*Texto de estudio*:
El Principio Único, Absoluto y Eterno, es absolutamente innombrable e indefinible. Todo lo demás es más o menos relativo, cambiante y perecedero y, por lo tanto, también más o menos indefinible. En resumen, el hombre andino nunca define nada ni experimenta la menor inquietud por averiguar lo que sería la cosa en sí: Nada hay en este mundo que sea o pueda ser realmente estable, sino que todo “fluye” en una constante impermanencia, valga la expresión.

Desde luego, también los hombres se ven afectados por su localización en el espacio y por el paso del tiempo, pero el hombre sentado en la cima del cerro no “pasa” sino que permanece siempre allí. Es que, en verdad, en la cima del cerro no está sentado un hombre sino dos (5) : Uno es hawarunánchej (en quechua), o alakha hakessa (en aymara), es decir, literalmente, “nuestro hombre exterior” , y el otro es ukhurunánchej o mankhe hakessa, o sea “nuestro hombre interior” (6). Aquí no se trata, bien entendido, de la exterioridad física y de la interioridad psíquica sino de la distinción fundamental entre la individualidad, el “yo” cambiante y perecedero que incluye tanto a lo físico como a lo mental, y la personalidad, el Sí Mismo supra-individual, permanente e inmutable, o sea el espíritu propiamente dicho: en el runasimi, “hombre”, “individuo” se dice runa, en tanto que “persona” se dice ukhusapa, palabra compuesta por ukhu, “interior”, y sapa, “solitario y único”, de donde resulta con toda evidencia que ukhusapa es aquello por lo cual el hombre individual participa de Aquél que es verdaderamente Solitario y Único y para quien no existen el pasado ni el futuro sino sólo el Eterno Presente.

¿A qué queda reducido, pues, el problema de la pasividad del hombre andino? El hombre exterior se abstiene de toda acción a fin de no perturbar al Hombre Interior que contempla el mundo desde su “morada” en el corazón, chuyma (en aymara), que es el “órgano” del intelecto: Chuymahasitha es “comenzar a tener entendimiento”, chuymataha es “concebir, formarse una idea”, y chuymajtara es “sabio”. El hombre andino no sufre la compulsión moderna de “actuar” porque sabe que mientras él se mantenga en la cima del cerro “no haciendo nada”, todas las cosas pasarán a través del “Hombre Interior” para ir a ocupar el lugar y el tiempo que les corresponde.

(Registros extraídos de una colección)
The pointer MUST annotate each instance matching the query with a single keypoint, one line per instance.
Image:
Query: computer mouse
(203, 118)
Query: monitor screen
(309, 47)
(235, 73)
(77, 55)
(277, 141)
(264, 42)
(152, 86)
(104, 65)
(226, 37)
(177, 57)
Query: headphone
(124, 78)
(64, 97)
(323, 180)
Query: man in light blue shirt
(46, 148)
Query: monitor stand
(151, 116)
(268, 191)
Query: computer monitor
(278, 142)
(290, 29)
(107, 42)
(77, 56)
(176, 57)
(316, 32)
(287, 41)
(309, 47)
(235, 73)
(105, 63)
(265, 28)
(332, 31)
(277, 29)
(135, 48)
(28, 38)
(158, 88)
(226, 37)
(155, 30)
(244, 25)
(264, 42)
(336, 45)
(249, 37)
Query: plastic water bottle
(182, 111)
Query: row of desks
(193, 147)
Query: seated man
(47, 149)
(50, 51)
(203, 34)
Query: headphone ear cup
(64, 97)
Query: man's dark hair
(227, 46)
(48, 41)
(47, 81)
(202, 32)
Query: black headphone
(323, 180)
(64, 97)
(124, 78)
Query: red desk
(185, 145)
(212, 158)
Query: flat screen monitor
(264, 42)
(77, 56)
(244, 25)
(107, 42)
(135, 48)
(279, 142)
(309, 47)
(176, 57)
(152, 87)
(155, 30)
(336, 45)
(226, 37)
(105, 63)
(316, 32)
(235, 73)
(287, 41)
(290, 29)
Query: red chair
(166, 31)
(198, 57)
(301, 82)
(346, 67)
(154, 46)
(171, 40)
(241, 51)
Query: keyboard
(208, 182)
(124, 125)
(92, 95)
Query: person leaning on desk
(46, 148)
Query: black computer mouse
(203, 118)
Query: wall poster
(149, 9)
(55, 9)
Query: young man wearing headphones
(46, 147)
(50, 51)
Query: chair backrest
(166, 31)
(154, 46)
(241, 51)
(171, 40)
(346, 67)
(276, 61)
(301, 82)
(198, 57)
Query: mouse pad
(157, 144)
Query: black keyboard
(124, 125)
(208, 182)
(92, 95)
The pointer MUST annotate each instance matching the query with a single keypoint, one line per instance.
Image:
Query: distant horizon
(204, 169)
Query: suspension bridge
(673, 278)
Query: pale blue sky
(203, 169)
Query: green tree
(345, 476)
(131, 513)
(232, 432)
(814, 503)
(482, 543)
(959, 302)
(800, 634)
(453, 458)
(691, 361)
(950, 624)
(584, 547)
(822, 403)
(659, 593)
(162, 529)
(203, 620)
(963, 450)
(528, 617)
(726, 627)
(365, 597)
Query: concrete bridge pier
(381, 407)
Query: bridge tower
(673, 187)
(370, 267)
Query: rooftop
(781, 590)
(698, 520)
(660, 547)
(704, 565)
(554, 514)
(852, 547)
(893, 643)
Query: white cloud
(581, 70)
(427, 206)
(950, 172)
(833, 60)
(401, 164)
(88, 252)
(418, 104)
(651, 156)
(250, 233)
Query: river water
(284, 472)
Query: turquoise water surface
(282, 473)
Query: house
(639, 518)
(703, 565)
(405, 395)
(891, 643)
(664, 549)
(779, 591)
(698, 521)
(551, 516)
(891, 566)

*Consigna 1*:
Responde según el texto sobre el hombre andino:
(a) ¿Cómo se dice "hombre" o "individuo" en el runasimi?
(b) ¿Qué significa la palabra aymara "chuymajtara"?
(c) ¿Qué término quechua equivale a "nuestro hombre exterior"?
*Consigna 2*: Repite literalmente el fragmento del texto sobre el hombre andino comenzando en "El Principio Único, Absoluto" y terminando en "valga la expresión.".
*Consigna 3*: Prosigue el texto sobre el hombre andino a partir de su última oración.

*Respuesta 1*:
(a) Runa.
(b) Sabio.
(c) Hawarunánchej.

*Respuesta 2*:
El Principio Único, Absoluto y Eterno, es absolutamente innombrable e indefinible. Todo lo demás es más o menos relativo, cambiante y perecedero y, por lo tanto, también más o menos indefinible. En resumen, el hombre andino nunca define nada ni experimenta la menor inquietud por averiguar lo que sería la cosa en sí: Nada hay en este mundo que sea o pueda ser realmente estable, sino que todo “fluye” en una constante impermanencia, valga la expresión.

*Respuesta 3*:
¿Cómo puede alguien pretender, entonces, que aquél que, efectiva o simbólicamente, ordena el mundo por su sola “acción de presencia” es un ser “pasivo”?

Tekumumán

(Artículo publicado en la revista trimestral, Abya Yala, Vol. 1, No 1, Solsticio de Verano Boreal - 2003, Montreal-Canadá, pp. 66-73)

NOTAS

(1) Las tradiciones aymara y quechua, muy diferentes en muchos aspectos, proceden no obstante de una fuente común a la que se ha convenido en denominar “tradición andina”.
(2) El mismo triple significado tienen, por ejemplo, “Olam” y Huntu” en las lenguas batués.
(3) La tradición andina es de transmisión exclusivamente oral, de modo que allí no hay libros, como tampoco hay, por cierto, relojes de arena; pero aquí tratamos de comprender las cosas en la medida de lo posible, y no de hacer “etnología”.
(4) En rigor, es el Mundo actualmente manifestado el que se halla “invertido” en relación al “Mundo de los principios”.
(5) Como los “dos pájaros” de que habla la tradición Hindú.
(6) Estas expresiones pertenecen a la “lengua culta” y no forman parte del habla popular.